◆ **READING TEXT**

══════

My favorite aesthetically in the series is also my favorite to play, and that is Liberty or Death and its gorgeous board. I wish my board either had colors that popped instead of looking hazy, but more I wish they either had gone for an antique map appearance or more realistic satellite view.

As to other elements. I miss my embossed irregular military pieces (one of the bits I look most forward to), especially since the raider helmet pieces look so close to the cubes and slip out of my sausage fingers more readily. The art reminds me of the 2004 film King Arthur, where Arthur was and his "knights" were just Roman soldiers who were sent to rescue Roman family. Castle pieces are a little smaller than I thought, but okay - and I'm not sure I like the use of prosperity cubes over some sort of prosperity stack of counters. One big flaw is board size - it may be beautiful, but it gets packed quickly... so packed that they don't include a control marker spot for the two cities! Aaaargh. My suggestion would have been to take the poayer piece areas and other tracks (except the number track) off the board and enlarge the map of England (twist/rotate it a little if needed, get at least 10% if not 20% enlargement). Show off the map some more, and make it so pieces don't blur together with an eye-straining search for borders at times. Heck - the Saxon pieces don't fit nicely in the area reserved for them; it would be nice if they did.

══════

◆ **Entries from a dataset**
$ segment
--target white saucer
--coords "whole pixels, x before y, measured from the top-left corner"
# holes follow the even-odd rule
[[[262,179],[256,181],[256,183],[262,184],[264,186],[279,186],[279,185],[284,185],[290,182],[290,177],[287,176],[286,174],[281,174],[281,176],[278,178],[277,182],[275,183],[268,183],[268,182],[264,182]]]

══════

◆ **DIRECTIVES**
[A] According to the board game review, which game in the series does the reviewer find the most appealing to look at and also like the most to play?
[B] Rewrite the board game review starting at "My favorite aesthetically" and ending at "realistic satellite view.", swapping "antique" for "vintage".

◆ **CORRECT ANSWERS**
[A] Liberty or Death

[B]
My favorite aesthetically in the series is also my favorite to play, and that is Liberty or Death and its gorgeous board. I wish my board either had colors that popped instead of looking hazy, but more I wish they either had gone for an vintage map appearance or more realistic satellite view.